**SHORT PROBLEM**
Reproduce the listing below verbatim, from its first line through its last, but omit the pictures.

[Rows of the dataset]
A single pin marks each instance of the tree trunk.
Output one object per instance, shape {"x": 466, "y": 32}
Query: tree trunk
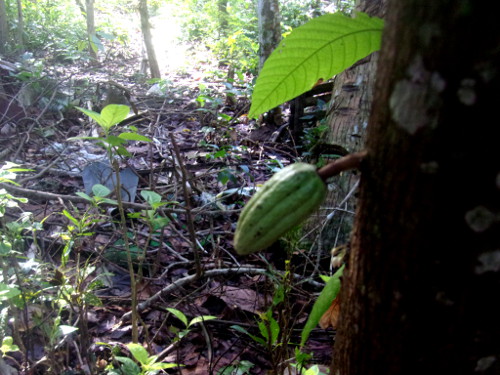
{"x": 20, "y": 25}
{"x": 268, "y": 14}
{"x": 347, "y": 120}
{"x": 4, "y": 27}
{"x": 91, "y": 28}
{"x": 148, "y": 39}
{"x": 420, "y": 287}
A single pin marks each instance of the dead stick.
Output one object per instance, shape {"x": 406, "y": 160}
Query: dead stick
{"x": 348, "y": 162}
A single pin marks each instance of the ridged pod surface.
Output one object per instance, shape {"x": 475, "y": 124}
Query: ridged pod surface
{"x": 283, "y": 202}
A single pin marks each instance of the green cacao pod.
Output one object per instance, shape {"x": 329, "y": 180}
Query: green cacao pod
{"x": 283, "y": 202}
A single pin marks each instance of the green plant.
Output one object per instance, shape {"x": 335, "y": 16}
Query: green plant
{"x": 110, "y": 116}
{"x": 187, "y": 323}
{"x": 276, "y": 323}
{"x": 144, "y": 363}
{"x": 319, "y": 49}
{"x": 239, "y": 368}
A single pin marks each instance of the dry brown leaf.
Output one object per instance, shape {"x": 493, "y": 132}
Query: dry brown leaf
{"x": 331, "y": 317}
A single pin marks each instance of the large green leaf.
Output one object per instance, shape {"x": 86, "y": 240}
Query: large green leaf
{"x": 327, "y": 295}
{"x": 321, "y": 48}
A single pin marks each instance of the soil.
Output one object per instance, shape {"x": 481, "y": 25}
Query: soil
{"x": 204, "y": 160}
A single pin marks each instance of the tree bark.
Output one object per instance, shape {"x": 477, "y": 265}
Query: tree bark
{"x": 347, "y": 121}
{"x": 20, "y": 25}
{"x": 268, "y": 15}
{"x": 4, "y": 27}
{"x": 421, "y": 282}
{"x": 89, "y": 8}
{"x": 148, "y": 39}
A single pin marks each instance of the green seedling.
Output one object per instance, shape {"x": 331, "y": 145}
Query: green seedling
{"x": 110, "y": 116}
{"x": 148, "y": 364}
{"x": 187, "y": 324}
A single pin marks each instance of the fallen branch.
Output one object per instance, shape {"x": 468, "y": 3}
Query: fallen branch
{"x": 191, "y": 278}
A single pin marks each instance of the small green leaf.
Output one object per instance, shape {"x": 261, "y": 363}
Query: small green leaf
{"x": 70, "y": 217}
{"x": 128, "y": 367}
{"x": 200, "y": 319}
{"x": 325, "y": 299}
{"x": 113, "y": 140}
{"x": 139, "y": 352}
{"x": 100, "y": 190}
{"x": 8, "y": 292}
{"x": 134, "y": 137}
{"x": 83, "y": 195}
{"x": 113, "y": 114}
{"x": 319, "y": 49}
{"x": 151, "y": 197}
{"x": 93, "y": 115}
{"x": 65, "y": 330}
{"x": 254, "y": 338}
{"x": 179, "y": 315}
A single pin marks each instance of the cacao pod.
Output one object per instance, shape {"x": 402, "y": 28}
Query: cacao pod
{"x": 283, "y": 202}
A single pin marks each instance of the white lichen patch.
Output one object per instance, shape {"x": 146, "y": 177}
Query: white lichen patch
{"x": 488, "y": 262}
{"x": 430, "y": 167}
{"x": 485, "y": 363}
{"x": 406, "y": 95}
{"x": 414, "y": 97}
{"x": 479, "y": 219}
{"x": 467, "y": 93}
{"x": 437, "y": 82}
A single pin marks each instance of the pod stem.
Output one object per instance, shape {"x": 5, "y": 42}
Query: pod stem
{"x": 351, "y": 161}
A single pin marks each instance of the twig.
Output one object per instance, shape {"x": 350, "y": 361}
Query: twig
{"x": 189, "y": 217}
{"x": 208, "y": 273}
{"x": 348, "y": 162}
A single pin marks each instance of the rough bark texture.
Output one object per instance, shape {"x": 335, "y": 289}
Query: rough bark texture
{"x": 4, "y": 26}
{"x": 148, "y": 39}
{"x": 422, "y": 281}
{"x": 347, "y": 123}
{"x": 269, "y": 28}
{"x": 89, "y": 5}
{"x": 20, "y": 25}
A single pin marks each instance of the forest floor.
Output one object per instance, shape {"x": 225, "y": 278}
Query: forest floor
{"x": 203, "y": 147}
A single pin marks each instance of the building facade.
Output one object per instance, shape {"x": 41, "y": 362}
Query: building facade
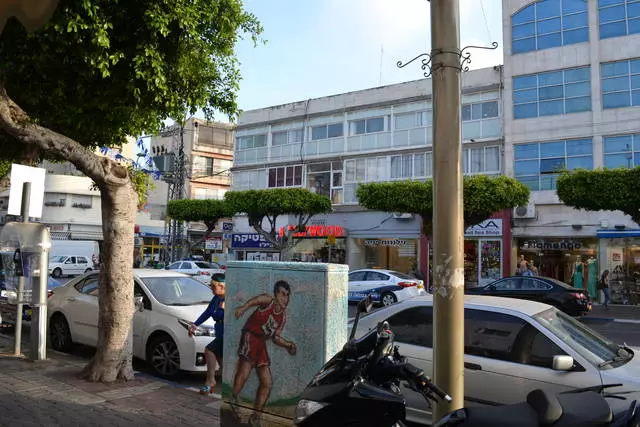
{"x": 572, "y": 100}
{"x": 332, "y": 144}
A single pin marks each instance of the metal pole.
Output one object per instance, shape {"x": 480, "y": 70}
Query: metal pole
{"x": 447, "y": 192}
{"x": 26, "y": 198}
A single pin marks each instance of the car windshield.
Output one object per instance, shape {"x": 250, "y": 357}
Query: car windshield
{"x": 178, "y": 290}
{"x": 589, "y": 344}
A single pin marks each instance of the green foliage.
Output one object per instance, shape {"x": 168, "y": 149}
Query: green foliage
{"x": 104, "y": 69}
{"x": 602, "y": 190}
{"x": 208, "y": 211}
{"x": 483, "y": 196}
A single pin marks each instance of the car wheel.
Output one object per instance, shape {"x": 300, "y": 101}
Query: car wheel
{"x": 388, "y": 298}
{"x": 59, "y": 333}
{"x": 164, "y": 356}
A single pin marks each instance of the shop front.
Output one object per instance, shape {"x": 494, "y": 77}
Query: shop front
{"x": 560, "y": 257}
{"x": 620, "y": 254}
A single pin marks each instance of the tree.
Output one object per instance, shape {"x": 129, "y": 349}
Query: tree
{"x": 270, "y": 204}
{"x": 99, "y": 71}
{"x": 482, "y": 197}
{"x": 207, "y": 211}
{"x": 602, "y": 190}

**RESPONSE FOR THIS EXERCISE**
A single pin marks each instance of the tree trunk.
Output one object per instance, shape {"x": 466, "y": 32}
Query: tree trunk
{"x": 20, "y": 25}
{"x": 268, "y": 14}
{"x": 347, "y": 120}
{"x": 4, "y": 27}
{"x": 91, "y": 28}
{"x": 148, "y": 39}
{"x": 420, "y": 287}
A single pin marks each instance of the dead stick.
Output one object per instance, shape {"x": 406, "y": 160}
Query: dead stick
{"x": 348, "y": 162}
A single pin marks each instance of the ridged pod surface.
Output one object per instance, shape {"x": 475, "y": 124}
Query: ridged pod surface
{"x": 283, "y": 202}
A single pin marks each instance of the green cacao pod.
Output one object per instance, shape {"x": 329, "y": 180}
Query: green cacao pod
{"x": 283, "y": 202}
A single pin marks each instance of the green plant.
Output one object per instance, shape {"x": 335, "y": 16}
Query: green plant
{"x": 110, "y": 116}
{"x": 187, "y": 323}
{"x": 276, "y": 323}
{"x": 144, "y": 363}
{"x": 319, "y": 49}
{"x": 239, "y": 368}
A single pin marks each instance of the dry brown leaf.
Output one object per instance, shape {"x": 493, "y": 132}
Query: dry brown leaf
{"x": 331, "y": 317}
A single pin marks each instance of the large green leaf.
Output one object per instance, shape {"x": 86, "y": 240}
Query: large green leaf
{"x": 327, "y": 295}
{"x": 321, "y": 48}
A single pin marks each instance of the soil.
Output one object per instance, shape {"x": 481, "y": 25}
Query: soil
{"x": 204, "y": 160}
A single pin marks each instance of the tree bark.
Output one object per instance, shape {"x": 477, "y": 265}
Query: tree bark
{"x": 347, "y": 121}
{"x": 20, "y": 25}
{"x": 268, "y": 15}
{"x": 4, "y": 27}
{"x": 421, "y": 282}
{"x": 89, "y": 8}
{"x": 148, "y": 39}
A single pin marks each instance of the green seedling.
Output one object per instance, shape {"x": 331, "y": 145}
Query: green seedling
{"x": 110, "y": 116}
{"x": 148, "y": 364}
{"x": 187, "y": 324}
A single pin marks each instance of the fallen branch.
Output one object per instance, shape {"x": 468, "y": 3}
Query: fallen branch
{"x": 191, "y": 278}
A single pin marks each instance of the small green leaf.
Output one object per instance, shape {"x": 261, "y": 363}
Query: small green leaf
{"x": 70, "y": 217}
{"x": 128, "y": 367}
{"x": 200, "y": 319}
{"x": 325, "y": 299}
{"x": 113, "y": 140}
{"x": 139, "y": 352}
{"x": 100, "y": 190}
{"x": 8, "y": 292}
{"x": 134, "y": 137}
{"x": 83, "y": 195}
{"x": 113, "y": 114}
{"x": 319, "y": 49}
{"x": 151, "y": 197}
{"x": 93, "y": 115}
{"x": 65, "y": 330}
{"x": 254, "y": 338}
{"x": 179, "y": 315}
A single pin marks each instance of the cacao pod.
Output one object per instance, shape {"x": 402, "y": 28}
Query: cacao pod
{"x": 283, "y": 202}
A single pin marks each instance of the white lichen patch.
Output one object per instance, shape {"x": 146, "y": 177}
Query: white lichen patch
{"x": 488, "y": 262}
{"x": 430, "y": 167}
{"x": 485, "y": 363}
{"x": 406, "y": 95}
{"x": 414, "y": 97}
{"x": 479, "y": 219}
{"x": 467, "y": 93}
{"x": 437, "y": 82}
A single pin marks each instance of the pod stem.
Output one object per instance, shape {"x": 5, "y": 42}
Query: pod stem
{"x": 351, "y": 161}
A single pin marks each instance of the twig.
Output one object per instance, shape {"x": 350, "y": 361}
Query: twig
{"x": 189, "y": 217}
{"x": 208, "y": 273}
{"x": 348, "y": 162}
A single pin marks each instance of the rough bark texture.
Output one object per instance, shape {"x": 335, "y": 289}
Query: rough bark texture
{"x": 4, "y": 26}
{"x": 148, "y": 39}
{"x": 422, "y": 281}
{"x": 347, "y": 123}
{"x": 269, "y": 28}
{"x": 89, "y": 5}
{"x": 20, "y": 25}
A single pin marks each instance of the forest floor.
Output one object per instance, shape {"x": 225, "y": 278}
Query: forest floor
{"x": 203, "y": 147}
A single pin marks each instance of the building facade.
Output one object per instance, shape {"x": 41, "y": 362}
Query: building facade
{"x": 572, "y": 100}
{"x": 332, "y": 144}
A single pin marks each instance of the metal pole.
Output one object per instance, shape {"x": 480, "y": 70}
Query: metal pole
{"x": 447, "y": 192}
{"x": 26, "y": 198}
A single pin marks each instance of the car windshield.
Output one object per instance, shape {"x": 250, "y": 357}
Query: car windshield
{"x": 178, "y": 290}
{"x": 589, "y": 344}
A single pin marks each instance of the green foliage.
Output one object per instance, shape {"x": 168, "y": 149}
Query: green foliage
{"x": 104, "y": 69}
{"x": 602, "y": 190}
{"x": 208, "y": 211}
{"x": 483, "y": 196}
A single pin marks each instance of the car wheel.
Output one object per instance, shape {"x": 300, "y": 101}
Query: car wheel
{"x": 388, "y": 298}
{"x": 59, "y": 333}
{"x": 164, "y": 356}
A single pin marks each instance of the shop front.
Output one object per instance, shape {"x": 494, "y": 77}
Query: shop front
{"x": 560, "y": 257}
{"x": 620, "y": 254}
A single pin marks each instance of the tree.
Output one object per instance, shape {"x": 129, "y": 349}
Query: tree
{"x": 270, "y": 204}
{"x": 99, "y": 71}
{"x": 482, "y": 197}
{"x": 207, "y": 211}
{"x": 602, "y": 190}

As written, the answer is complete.